→ **Excerpt provided**:
But before John discusses what Christ has done he clarifies the nature of the enemy the Lord came to earth to defeat; sin.  Verse 4 gives us the picture: Everyone who practices sin also practices lawlessness; and sin is lawlessness.  Everyone is an excellent translation.  The Greek word “pas” has both an individual (each, every, or all) and a collective (some of all types) definition.  But the context here in verse 4 makes it clear that it is the individual sense of “pas” that John is using.  It would be ludicrous to assert that only some of the people who are guilty of sin are also guilty of lawlessness.  John ensures that we understand that by clarifying that sin is literally equal or the same as lawlessness.  If sin is the equivalent of lawlessness then it is entirely accurate to state that when sin occurs lawlessness also occurs in equal measure.  Therefore, anyone who practices sin is practicing lawlessness.

I’d like to camp on the word lawlessness for just a minute.  A dictionary definition of it is probably immediately obvious to us: the quality or state of being unrestrained by law; disorder.  But what does lawlessness mean beyond this lexical definition?  To get at this I would like to lead with a correlating question: what is law?  The word law comes from the root word lay.  So a law is that which is laid, set, or fixed.  It is an absolute.  In the context of a nation state laws are rules prescribed by the state for the regulation of the actions of its citizens.

But if we move beyond that realm to the sphere of universal laws set forth by God from the point of creation we realize something else.  Namely, that God’s laws exist to provide an explanation of the intended function of something.  God designed the law of gravity because He intended that planetary bodies be capable of holding objects on their surface so as to prevent them from drifting off into space.  If gravity on earth were to be somehow disrupted then our planet would not be functioning as intended.  Similarly, God set forth a law or a rule that mankind would be image bearers designed to show forth His glory alongside of and ultimately in a more superior way to the rest of creation.  Granted, we don’t normally think of the creation of man as being tied to a law.  But in terms of a law being a fixed statute or rule it is no less a law than the 2nd law of thermodynamics or the 1st law of motion.

→ **Required work**:
1 – Copy from the passage on sin and lawlessness the part starting at "I’d like to" and ending at "of its citizens.".
2 – Decide whether each statement below agrees with the passage on sin and lawlessness, answering yes or no and quoting the words of the passage that settle it. (a) The word law comes from the root word lay. (b) John uses the collective sense of "pas" in verse 4. (c) God designed the law of gravity to keep objects from drifting off into space.
3 – Please summarize the passage on sin and lawlessness in three sentences.

→ **Given entries**:
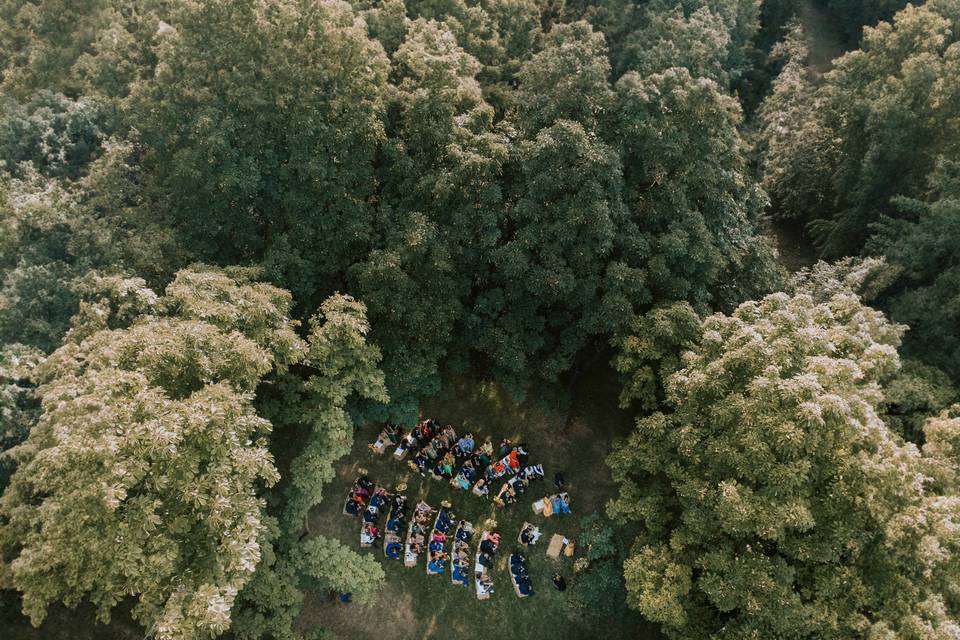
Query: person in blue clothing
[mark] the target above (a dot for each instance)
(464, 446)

--

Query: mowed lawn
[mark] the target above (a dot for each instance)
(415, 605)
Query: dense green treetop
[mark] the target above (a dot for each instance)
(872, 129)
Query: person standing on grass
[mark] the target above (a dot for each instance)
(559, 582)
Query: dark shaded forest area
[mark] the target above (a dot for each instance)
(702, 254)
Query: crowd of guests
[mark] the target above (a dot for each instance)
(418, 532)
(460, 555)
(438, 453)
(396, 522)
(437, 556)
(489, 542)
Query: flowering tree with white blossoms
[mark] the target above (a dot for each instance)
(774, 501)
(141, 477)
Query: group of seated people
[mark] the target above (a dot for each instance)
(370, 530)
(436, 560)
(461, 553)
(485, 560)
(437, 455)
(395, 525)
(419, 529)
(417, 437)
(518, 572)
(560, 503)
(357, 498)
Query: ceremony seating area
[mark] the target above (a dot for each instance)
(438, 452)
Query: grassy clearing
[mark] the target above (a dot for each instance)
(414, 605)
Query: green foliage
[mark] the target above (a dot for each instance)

→ **Solution list**:
1 –
I’d like to camp on the word lawlessness for just a minute.  A dictionary definition of it is probably immediately obvious to us: the quality or state of being unrestrained by law; disorder.  But what does lawlessness mean beyond this lexical definition?  To get at this I would like to lead with a correlating question: what is law?  The word law comes from the root word lay.  So a law is that which is laid, set, or fixed.  It is an absolute.  In the context of a nation state laws are rules prescribed by the state for the regulation of the actions of its citizens.

2 –
(a) Yes: "The word law comes from the root word lay."
(b) No: "it is the individual sense of “pas” that John is using."
(c) Yes: "so as to prevent them from drifting off into space."

3 – Before discussing what Christ has done, John clarifies in verse 4 that sin is lawlessness, so everyone who practices sin also practices lawlessness, with "pas" used in its individual sense. A law, from the root word lay, is that which is laid, set, or fixed, an absolute. God's universal laws explain the intended function of something, as gravity does for planetary bodies and as His rule that mankind would be image bearers showing forth His glory does for humans.